Work task:
Select all lines in the records that include "hiking".
--*--
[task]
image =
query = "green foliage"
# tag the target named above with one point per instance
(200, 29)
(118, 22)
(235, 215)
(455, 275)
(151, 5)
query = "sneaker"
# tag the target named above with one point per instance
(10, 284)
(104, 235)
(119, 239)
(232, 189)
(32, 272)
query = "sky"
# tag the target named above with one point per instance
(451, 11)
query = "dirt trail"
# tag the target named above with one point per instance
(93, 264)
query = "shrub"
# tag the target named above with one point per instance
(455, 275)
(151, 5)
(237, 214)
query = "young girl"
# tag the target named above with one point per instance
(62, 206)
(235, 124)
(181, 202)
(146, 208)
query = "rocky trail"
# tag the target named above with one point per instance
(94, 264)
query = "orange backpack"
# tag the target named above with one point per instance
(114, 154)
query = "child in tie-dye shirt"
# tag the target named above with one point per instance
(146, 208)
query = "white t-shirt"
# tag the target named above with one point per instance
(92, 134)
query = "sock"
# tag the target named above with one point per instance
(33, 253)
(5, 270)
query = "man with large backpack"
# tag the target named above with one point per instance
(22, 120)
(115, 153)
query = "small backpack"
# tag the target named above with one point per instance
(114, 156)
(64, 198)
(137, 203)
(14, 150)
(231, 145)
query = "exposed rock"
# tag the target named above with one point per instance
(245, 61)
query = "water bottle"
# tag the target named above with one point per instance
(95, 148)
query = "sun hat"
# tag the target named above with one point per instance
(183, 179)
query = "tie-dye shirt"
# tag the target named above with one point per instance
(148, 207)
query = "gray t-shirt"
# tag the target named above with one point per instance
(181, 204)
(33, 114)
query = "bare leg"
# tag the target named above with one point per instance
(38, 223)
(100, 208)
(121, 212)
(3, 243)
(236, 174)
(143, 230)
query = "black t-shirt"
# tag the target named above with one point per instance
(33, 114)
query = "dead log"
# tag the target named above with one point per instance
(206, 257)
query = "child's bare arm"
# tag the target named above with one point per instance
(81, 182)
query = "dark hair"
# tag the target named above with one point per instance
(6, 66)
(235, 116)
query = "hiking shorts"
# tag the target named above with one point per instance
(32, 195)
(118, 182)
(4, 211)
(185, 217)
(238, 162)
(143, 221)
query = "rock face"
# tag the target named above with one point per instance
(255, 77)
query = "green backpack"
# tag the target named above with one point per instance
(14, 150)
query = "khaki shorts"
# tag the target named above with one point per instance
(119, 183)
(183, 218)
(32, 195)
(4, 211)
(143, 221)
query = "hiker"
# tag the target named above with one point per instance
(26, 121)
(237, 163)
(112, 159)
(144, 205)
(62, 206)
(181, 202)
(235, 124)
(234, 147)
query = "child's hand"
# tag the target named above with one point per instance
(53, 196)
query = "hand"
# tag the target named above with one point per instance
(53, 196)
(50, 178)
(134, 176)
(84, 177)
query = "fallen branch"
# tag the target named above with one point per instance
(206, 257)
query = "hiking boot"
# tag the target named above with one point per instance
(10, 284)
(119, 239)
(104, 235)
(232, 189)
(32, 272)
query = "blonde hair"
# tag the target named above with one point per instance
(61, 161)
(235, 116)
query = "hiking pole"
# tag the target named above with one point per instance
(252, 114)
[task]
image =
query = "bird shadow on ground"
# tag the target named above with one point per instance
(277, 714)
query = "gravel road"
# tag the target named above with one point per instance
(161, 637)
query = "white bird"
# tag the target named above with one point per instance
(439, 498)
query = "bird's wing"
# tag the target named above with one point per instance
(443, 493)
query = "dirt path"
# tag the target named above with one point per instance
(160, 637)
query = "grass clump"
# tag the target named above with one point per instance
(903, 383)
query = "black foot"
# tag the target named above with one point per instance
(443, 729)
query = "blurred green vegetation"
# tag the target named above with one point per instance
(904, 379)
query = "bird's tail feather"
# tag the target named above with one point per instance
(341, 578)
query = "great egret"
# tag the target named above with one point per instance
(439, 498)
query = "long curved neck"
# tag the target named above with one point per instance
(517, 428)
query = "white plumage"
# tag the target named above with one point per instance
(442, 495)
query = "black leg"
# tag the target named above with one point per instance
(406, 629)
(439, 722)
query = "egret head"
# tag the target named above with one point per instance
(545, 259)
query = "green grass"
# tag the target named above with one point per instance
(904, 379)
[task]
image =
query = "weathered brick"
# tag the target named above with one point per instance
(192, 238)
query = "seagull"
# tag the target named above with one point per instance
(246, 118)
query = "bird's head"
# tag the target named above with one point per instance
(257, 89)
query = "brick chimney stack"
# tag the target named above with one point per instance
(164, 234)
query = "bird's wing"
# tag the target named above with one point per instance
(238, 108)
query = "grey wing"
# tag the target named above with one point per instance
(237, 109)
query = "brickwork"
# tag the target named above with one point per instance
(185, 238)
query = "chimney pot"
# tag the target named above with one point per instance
--*--
Result of the exercise:
query = "hiking shorts"
query = "hiking boot"
query = "hiking pole"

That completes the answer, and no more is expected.